* _Assignment_:
Look through the data below for the line with "Target: basket handle", and transcribe it exactly together with each line after it up to and including the line with "column 286, row 6". Give nothing else.

* _The records_:

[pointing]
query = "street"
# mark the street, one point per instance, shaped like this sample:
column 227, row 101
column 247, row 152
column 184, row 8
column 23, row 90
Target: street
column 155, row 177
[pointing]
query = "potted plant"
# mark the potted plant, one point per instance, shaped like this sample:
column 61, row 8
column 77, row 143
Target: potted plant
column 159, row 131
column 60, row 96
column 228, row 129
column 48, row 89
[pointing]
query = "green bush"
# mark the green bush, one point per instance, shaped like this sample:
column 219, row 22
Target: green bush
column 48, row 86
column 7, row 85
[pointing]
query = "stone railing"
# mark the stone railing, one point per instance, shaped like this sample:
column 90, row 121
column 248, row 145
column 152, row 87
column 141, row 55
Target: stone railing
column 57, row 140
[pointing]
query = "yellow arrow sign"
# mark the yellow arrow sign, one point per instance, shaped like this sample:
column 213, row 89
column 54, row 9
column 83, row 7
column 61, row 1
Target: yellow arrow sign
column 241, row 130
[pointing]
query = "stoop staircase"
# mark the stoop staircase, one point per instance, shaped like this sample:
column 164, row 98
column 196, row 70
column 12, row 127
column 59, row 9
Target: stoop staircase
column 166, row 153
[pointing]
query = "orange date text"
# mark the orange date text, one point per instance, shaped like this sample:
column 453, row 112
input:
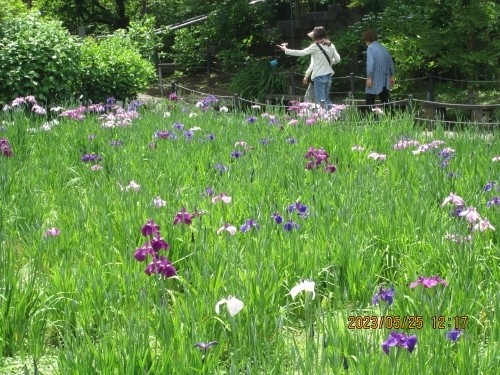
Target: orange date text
column 388, row 321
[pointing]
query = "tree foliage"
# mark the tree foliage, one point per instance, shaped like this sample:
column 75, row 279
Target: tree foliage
column 11, row 8
column 38, row 57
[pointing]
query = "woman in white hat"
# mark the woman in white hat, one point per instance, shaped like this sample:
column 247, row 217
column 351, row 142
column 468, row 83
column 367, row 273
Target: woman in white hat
column 323, row 56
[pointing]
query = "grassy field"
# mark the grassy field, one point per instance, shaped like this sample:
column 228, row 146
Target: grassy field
column 123, row 231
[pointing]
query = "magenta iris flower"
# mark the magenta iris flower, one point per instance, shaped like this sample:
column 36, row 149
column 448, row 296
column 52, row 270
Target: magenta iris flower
column 454, row 334
column 290, row 225
column 236, row 154
column 428, row 282
column 401, row 340
column 91, row 157
column 493, row 201
column 330, row 168
column 490, row 185
column 142, row 252
column 5, row 147
column 183, row 217
column 161, row 266
column 301, row 209
column 205, row 346
column 173, row 96
column 149, row 228
column 249, row 224
column 386, row 295
column 158, row 243
column 276, row 216
column 221, row 167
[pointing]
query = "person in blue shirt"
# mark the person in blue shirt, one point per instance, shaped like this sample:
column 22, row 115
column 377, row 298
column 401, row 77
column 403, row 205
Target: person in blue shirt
column 323, row 55
column 379, row 69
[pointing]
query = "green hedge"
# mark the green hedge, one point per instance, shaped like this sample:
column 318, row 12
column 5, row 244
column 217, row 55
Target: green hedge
column 37, row 57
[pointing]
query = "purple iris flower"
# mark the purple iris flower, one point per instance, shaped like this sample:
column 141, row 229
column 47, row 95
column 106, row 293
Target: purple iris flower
column 493, row 201
column 301, row 209
column 91, row 157
column 489, row 186
column 173, row 96
column 454, row 334
column 142, row 252
column 161, row 266
column 209, row 192
column 401, row 340
column 276, row 216
column 149, row 228
column 165, row 134
column 456, row 212
column 221, row 167
column 183, row 217
column 386, row 295
column 249, row 224
column 330, row 168
column 158, row 243
column 205, row 346
column 290, row 225
column 5, row 147
column 428, row 282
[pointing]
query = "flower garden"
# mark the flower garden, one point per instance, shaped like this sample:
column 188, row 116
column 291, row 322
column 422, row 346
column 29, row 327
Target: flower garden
column 183, row 238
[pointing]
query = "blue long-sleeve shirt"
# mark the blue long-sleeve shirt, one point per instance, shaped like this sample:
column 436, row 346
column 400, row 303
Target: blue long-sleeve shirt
column 379, row 66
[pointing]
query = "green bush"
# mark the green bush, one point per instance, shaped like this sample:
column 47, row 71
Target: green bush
column 257, row 79
column 37, row 57
column 9, row 8
column 113, row 67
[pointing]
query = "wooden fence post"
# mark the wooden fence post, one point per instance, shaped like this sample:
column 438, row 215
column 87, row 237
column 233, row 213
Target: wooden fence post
column 160, row 82
column 351, row 78
column 236, row 99
column 430, row 93
column 209, row 57
column 292, row 82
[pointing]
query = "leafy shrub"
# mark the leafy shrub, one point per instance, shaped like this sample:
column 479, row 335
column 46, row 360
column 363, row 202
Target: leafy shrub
column 189, row 47
column 142, row 36
column 9, row 8
column 37, row 57
column 257, row 79
column 114, row 67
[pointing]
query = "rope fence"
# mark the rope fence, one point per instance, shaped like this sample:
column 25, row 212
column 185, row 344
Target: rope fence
column 434, row 112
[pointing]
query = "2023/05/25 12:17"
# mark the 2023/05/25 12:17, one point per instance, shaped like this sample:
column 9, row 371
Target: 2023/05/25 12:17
column 444, row 322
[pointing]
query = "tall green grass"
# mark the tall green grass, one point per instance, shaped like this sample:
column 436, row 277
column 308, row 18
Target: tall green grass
column 80, row 303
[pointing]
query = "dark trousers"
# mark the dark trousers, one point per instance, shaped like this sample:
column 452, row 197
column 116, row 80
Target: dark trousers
column 370, row 100
column 383, row 96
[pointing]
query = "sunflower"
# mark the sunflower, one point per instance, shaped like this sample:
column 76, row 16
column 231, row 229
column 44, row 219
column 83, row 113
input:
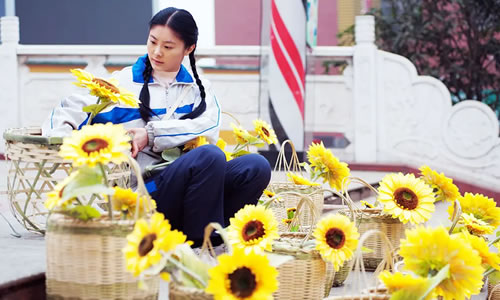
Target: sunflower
column 398, row 281
column 195, row 143
column 268, row 193
column 480, row 207
column 336, row 239
column 297, row 179
column 242, row 276
column 147, row 240
column 242, row 136
column 406, row 197
column 475, row 226
column 326, row 165
column 106, row 90
column 442, row 185
column 222, row 145
column 99, row 143
column 479, row 244
column 125, row 200
column 265, row 132
column 426, row 251
column 54, row 198
column 253, row 228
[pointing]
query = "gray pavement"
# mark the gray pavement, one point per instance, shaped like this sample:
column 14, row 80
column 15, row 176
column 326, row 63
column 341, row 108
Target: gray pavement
column 25, row 256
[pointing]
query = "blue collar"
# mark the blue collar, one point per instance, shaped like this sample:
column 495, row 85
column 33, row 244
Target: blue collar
column 139, row 66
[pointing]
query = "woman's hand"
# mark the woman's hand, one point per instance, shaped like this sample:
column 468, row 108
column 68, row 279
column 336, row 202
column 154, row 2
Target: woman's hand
column 139, row 139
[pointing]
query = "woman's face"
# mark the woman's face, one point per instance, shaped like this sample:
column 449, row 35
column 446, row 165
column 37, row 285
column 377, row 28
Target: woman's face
column 165, row 49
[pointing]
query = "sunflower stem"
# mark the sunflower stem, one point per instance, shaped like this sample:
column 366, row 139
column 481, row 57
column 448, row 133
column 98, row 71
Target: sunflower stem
column 494, row 241
column 188, row 272
column 110, row 210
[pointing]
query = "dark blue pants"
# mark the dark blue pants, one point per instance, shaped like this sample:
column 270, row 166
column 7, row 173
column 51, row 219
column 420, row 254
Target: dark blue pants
column 201, row 187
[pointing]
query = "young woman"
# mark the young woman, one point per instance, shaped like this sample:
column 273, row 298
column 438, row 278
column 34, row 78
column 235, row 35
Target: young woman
column 200, row 186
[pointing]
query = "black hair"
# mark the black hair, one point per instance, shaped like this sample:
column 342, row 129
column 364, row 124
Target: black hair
column 181, row 22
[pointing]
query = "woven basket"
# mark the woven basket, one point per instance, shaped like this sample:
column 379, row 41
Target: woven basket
column 373, row 218
column 178, row 292
column 35, row 167
column 85, row 261
column 280, row 185
column 493, row 291
column 304, row 277
column 366, row 293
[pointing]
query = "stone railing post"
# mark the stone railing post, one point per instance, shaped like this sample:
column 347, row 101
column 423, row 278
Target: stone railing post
column 365, row 91
column 9, row 99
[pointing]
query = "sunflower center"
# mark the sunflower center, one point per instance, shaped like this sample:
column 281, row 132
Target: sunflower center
column 253, row 230
column 243, row 282
column 103, row 83
column 406, row 198
column 94, row 145
column 335, row 238
column 266, row 132
column 146, row 244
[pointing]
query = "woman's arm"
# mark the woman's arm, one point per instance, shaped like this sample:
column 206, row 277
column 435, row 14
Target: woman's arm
column 67, row 116
column 166, row 134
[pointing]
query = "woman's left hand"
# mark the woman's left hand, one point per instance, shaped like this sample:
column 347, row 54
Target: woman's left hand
column 139, row 140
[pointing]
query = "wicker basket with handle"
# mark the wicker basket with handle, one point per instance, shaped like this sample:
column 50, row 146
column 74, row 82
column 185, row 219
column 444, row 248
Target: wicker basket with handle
column 35, row 167
column 279, row 185
column 374, row 218
column 85, row 259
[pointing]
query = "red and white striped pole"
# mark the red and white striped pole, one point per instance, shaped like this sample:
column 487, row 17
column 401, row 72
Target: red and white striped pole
column 287, row 69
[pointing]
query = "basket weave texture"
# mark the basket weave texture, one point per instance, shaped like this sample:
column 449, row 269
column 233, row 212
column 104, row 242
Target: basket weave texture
column 35, row 167
column 373, row 218
column 178, row 292
column 493, row 291
column 305, row 276
column 85, row 261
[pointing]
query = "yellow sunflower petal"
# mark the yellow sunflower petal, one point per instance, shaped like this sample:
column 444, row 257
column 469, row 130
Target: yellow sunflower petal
column 265, row 131
column 446, row 190
column 242, row 275
column 406, row 197
column 253, row 228
column 99, row 143
column 426, row 251
column 336, row 239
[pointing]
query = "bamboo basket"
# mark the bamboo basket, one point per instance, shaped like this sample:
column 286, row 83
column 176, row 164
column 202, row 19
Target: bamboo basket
column 280, row 185
column 35, row 167
column 493, row 290
column 304, row 277
column 373, row 218
column 359, row 272
column 85, row 261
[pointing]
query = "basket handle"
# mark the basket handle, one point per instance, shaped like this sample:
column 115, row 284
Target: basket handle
column 207, row 243
column 359, row 267
column 281, row 162
column 457, row 212
column 142, row 192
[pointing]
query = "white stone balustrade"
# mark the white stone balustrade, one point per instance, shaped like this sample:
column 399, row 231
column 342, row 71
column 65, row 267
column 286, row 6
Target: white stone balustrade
column 388, row 112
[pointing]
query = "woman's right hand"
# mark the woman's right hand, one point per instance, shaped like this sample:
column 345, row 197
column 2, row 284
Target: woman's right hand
column 139, row 139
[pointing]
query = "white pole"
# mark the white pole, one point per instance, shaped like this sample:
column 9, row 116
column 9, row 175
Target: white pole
column 10, row 7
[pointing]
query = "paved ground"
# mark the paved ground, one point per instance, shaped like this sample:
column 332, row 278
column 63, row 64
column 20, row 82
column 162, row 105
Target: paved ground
column 25, row 256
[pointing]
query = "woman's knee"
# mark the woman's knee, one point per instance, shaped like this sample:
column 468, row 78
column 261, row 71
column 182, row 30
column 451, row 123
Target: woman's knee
column 210, row 155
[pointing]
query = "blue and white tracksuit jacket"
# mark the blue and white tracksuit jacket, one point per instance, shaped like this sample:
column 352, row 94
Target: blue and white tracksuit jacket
column 163, row 134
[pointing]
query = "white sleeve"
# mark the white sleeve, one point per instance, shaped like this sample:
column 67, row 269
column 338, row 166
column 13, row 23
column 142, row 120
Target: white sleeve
column 166, row 134
column 68, row 116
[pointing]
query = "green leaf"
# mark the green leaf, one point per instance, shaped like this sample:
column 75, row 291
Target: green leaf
column 86, row 181
column 277, row 260
column 171, row 154
column 84, row 212
column 443, row 274
column 366, row 250
column 240, row 153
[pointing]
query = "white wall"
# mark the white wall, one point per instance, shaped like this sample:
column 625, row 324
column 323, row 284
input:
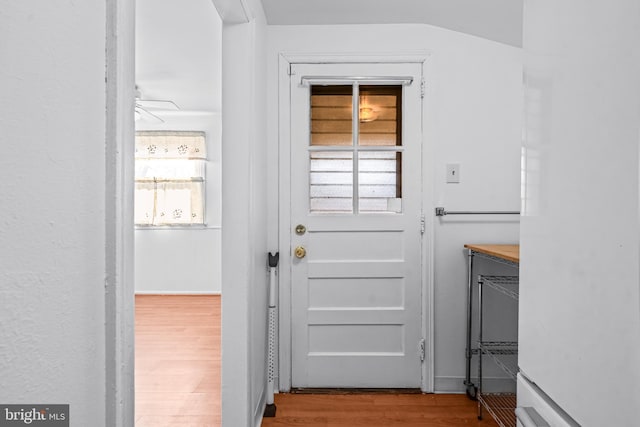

* _Answer to the exercise_:
Target: basket handle
column 207, row 243
column 359, row 267
column 281, row 162
column 457, row 212
column 142, row 192
[pointing]
query = "white stone balustrade"
# mark the white stone balustrade, one point per instance, shaped like this sample:
column 399, row 231
column 342, row 71
column 65, row 267
column 286, row 6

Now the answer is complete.